= DATASET ENTRIES =
§ §
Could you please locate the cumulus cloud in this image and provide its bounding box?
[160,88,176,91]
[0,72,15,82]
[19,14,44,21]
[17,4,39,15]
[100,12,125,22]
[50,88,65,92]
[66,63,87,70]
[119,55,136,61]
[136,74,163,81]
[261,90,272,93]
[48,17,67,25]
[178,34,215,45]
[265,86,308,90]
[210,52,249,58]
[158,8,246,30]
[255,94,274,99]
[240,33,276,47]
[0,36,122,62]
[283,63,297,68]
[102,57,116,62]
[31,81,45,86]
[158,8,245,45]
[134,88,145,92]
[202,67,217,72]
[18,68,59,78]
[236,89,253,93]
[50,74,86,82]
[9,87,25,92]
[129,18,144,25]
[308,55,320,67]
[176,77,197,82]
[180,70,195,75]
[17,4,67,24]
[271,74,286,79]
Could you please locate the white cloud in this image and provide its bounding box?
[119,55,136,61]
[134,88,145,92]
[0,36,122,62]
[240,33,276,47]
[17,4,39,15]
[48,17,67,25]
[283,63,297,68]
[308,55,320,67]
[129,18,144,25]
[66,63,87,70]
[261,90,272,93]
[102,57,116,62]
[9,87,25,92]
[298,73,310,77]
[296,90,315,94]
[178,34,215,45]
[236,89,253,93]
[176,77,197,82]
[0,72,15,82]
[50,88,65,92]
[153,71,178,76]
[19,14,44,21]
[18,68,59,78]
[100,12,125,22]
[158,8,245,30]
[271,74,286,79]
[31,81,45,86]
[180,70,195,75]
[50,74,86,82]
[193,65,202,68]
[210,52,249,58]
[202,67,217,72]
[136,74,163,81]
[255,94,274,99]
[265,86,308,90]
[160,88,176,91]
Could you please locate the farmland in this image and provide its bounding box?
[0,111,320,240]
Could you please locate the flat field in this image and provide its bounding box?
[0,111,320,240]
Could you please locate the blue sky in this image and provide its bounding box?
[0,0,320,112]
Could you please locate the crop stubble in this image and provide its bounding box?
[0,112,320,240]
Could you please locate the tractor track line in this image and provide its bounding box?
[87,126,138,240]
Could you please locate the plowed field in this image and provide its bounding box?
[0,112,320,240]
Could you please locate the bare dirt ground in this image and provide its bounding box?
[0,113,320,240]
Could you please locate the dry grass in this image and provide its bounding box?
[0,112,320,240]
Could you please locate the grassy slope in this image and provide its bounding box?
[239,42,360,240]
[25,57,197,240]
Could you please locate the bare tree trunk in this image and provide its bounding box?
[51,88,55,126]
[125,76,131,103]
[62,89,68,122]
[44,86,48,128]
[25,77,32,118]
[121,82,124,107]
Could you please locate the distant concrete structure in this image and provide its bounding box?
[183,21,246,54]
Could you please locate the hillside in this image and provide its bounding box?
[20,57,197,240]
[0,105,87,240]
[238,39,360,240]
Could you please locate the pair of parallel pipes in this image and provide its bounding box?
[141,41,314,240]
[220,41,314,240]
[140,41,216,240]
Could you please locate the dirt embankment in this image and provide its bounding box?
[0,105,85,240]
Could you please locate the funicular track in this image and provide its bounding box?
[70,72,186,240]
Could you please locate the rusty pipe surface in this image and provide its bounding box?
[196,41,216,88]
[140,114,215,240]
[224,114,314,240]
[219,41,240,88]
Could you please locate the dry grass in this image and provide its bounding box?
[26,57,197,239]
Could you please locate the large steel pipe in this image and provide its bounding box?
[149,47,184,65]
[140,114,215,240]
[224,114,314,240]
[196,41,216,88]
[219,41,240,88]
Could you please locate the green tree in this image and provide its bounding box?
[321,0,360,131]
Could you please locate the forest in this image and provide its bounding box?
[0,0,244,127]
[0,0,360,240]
§ §
Rewrite all the items above, changing each "bounding box" to "enclosing rectangle" and leaving everything else as it is.

= REPLY =
Could you please locate the cumulus cloud in this image and provide its enclosing rectangle?
[160,88,176,91]
[0,72,15,82]
[19,14,44,21]
[17,4,39,15]
[100,12,125,22]
[50,88,65,92]
[66,63,87,70]
[119,55,136,61]
[136,74,163,81]
[261,90,272,93]
[48,17,67,25]
[178,34,215,45]
[265,86,308,90]
[210,52,249,58]
[158,8,246,30]
[255,94,274,99]
[240,33,276,47]
[0,36,122,62]
[283,63,297,68]
[102,57,116,62]
[31,81,45,86]
[158,8,245,45]
[134,88,145,92]
[202,67,217,72]
[18,68,59,78]
[236,89,253,93]
[50,74,86,82]
[9,87,25,92]
[129,18,144,25]
[308,55,320,67]
[176,77,197,82]
[180,70,195,75]
[17,4,67,24]
[271,74,286,79]
Could you please locate the white cloud in this image and provide its enclosing rectangle?
[119,55,136,61]
[134,88,145,92]
[0,36,122,62]
[240,33,276,47]
[17,4,39,15]
[48,17,67,25]
[283,63,297,68]
[308,55,320,67]
[129,18,144,25]
[66,63,87,70]
[261,90,272,93]
[102,57,116,62]
[9,87,25,92]
[298,73,310,77]
[296,90,315,94]
[178,34,215,45]
[236,89,253,93]
[176,77,197,82]
[0,72,15,82]
[50,88,65,92]
[153,71,178,76]
[19,14,44,21]
[18,68,59,78]
[100,12,125,22]
[158,8,245,30]
[271,74,286,79]
[31,81,45,86]
[180,70,195,75]
[50,74,86,82]
[193,65,202,68]
[210,52,249,58]
[202,67,217,72]
[136,74,163,81]
[255,94,274,99]
[265,86,308,90]
[160,88,176,91]
Could you please locate the farmland in this image and provide its enclosing rectangle?
[0,111,320,240]
Could you please locate the flat field in this image and provide its enclosing rectangle?
[0,111,320,240]
Could you please locate the blue sky in this image and provide its enclosing rectangle?
[0,0,320,112]
Could you please locate the crop stubble in this image and provide its enclosing rectangle?
[0,112,320,240]
Could you please locate the tractor track line in this image and provide its enclosing rectangle?
[87,126,138,240]
Could you please locate the plowed field in this image and provide its enclosing rectangle?
[0,112,320,240]
Could you please locate the bare dirt ground in this image and provide its enclosing rectangle?
[0,113,320,240]
Could you please locate the dry grass in this image and provide its enclosing rectangle?
[0,112,320,240]
Could you please locate the grassy slope in this image and provide its enclosing rectangle?
[239,42,360,240]
[25,57,197,240]
Could you please locate the bare tree trunk in this image and provide its enclosing rectangle?
[51,88,55,126]
[125,76,131,103]
[62,89,68,122]
[44,86,48,128]
[25,77,32,118]
[121,82,124,107]
Could you please locate the distant concrete structure in this image and provide its enclosing rectangle?
[183,21,246,54]
Could you please locate the hillside in this image and provide its enclosing rectangle?
[20,57,197,240]
[0,105,87,240]
[238,39,360,240]
Could you please locate the pair of parallel pipes in this image and provide its enclosing rectangle?
[141,41,314,240]
[220,41,314,240]
[140,41,216,240]
Could you please locate the dirt embankment in this image and provide its enclosing rectangle?
[0,105,85,240]
Could you please locate the funicular track in this image and provide its enclosing rectangle?
[70,72,186,240]
Could you please locate the rusty pipe surface in this image and provide its enclosing rectangle?
[196,41,216,88]
[140,114,215,240]
[224,114,314,240]
[219,41,240,88]
Could you please locate the dry grass in this image and provide its enclosing rectangle?
[26,57,197,239]
Could you please locate the large steel pipe in this image and provide its enclosing rectangle?
[149,47,184,65]
[140,114,215,240]
[224,114,314,240]
[196,41,216,88]
[219,41,240,88]
Could you please locate the green tree in this image and provide its enclosing rectangle?
[321,0,360,131]
Could you please locate the forest in this image and provide its enclosing rectangle?
[0,0,244,127]
[0,0,360,240]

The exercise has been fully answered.